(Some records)
----------------------------------------
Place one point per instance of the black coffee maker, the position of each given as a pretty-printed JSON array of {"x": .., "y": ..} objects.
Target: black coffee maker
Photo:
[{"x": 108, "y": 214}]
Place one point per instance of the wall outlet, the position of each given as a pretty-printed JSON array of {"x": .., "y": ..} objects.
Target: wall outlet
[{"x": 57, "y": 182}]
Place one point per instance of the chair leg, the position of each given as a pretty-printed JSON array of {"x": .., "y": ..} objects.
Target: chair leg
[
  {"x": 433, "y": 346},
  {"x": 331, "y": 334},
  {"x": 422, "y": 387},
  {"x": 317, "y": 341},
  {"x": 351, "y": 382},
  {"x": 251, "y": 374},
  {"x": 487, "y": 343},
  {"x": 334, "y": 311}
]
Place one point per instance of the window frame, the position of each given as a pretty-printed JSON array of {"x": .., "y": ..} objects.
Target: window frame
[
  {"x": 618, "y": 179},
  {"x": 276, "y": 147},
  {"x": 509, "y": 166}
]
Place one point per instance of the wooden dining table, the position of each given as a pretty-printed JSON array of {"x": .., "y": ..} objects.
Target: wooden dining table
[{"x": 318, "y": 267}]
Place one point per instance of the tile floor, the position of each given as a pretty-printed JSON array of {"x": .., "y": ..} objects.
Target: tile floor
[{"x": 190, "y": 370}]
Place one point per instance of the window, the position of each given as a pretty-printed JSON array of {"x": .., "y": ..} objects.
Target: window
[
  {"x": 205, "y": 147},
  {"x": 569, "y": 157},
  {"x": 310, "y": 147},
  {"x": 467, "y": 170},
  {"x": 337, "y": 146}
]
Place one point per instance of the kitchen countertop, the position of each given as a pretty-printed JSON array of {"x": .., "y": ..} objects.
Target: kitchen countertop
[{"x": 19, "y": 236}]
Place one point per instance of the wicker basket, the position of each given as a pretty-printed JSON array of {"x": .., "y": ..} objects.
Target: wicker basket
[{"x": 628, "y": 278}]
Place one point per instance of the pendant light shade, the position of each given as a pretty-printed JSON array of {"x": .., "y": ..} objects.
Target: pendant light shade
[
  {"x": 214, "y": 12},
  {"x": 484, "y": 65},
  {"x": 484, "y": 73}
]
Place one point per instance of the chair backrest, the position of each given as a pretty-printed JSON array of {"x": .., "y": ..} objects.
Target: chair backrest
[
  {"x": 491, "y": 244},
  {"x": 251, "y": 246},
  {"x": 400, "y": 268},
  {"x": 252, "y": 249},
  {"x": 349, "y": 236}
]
----------------------------------------
PROBLEM DETAILS:
Rewrite the lines above as a JSON list of strings, one string per line and no blank lines, starting at the line that contains "Place one point per instance of the pendant" and running through the end of the records.

WRITTEN SOLUTION:
[
  "Place one point per instance of the pendant light shade, the position of each given as a pretty-printed JSON array of {\"x\": .., \"y\": ..} objects.",
  "Target: pendant light shade",
  "[",
  "  {\"x\": 214, \"y\": 12},",
  "  {\"x\": 484, \"y\": 65},",
  "  {\"x\": 484, \"y\": 73}",
  "]",
  "Place one point per instance of the chair backrest, the position of each given as a pretty-printed JSON array of {\"x\": .., \"y\": ..} objects.",
  "Target: chair backrest",
  "[",
  "  {\"x\": 491, \"y\": 244},",
  "  {\"x\": 251, \"y\": 246},",
  "  {\"x\": 400, \"y\": 268},",
  "  {\"x\": 252, \"y\": 249},",
  "  {\"x\": 349, \"y\": 236}",
  "]"
]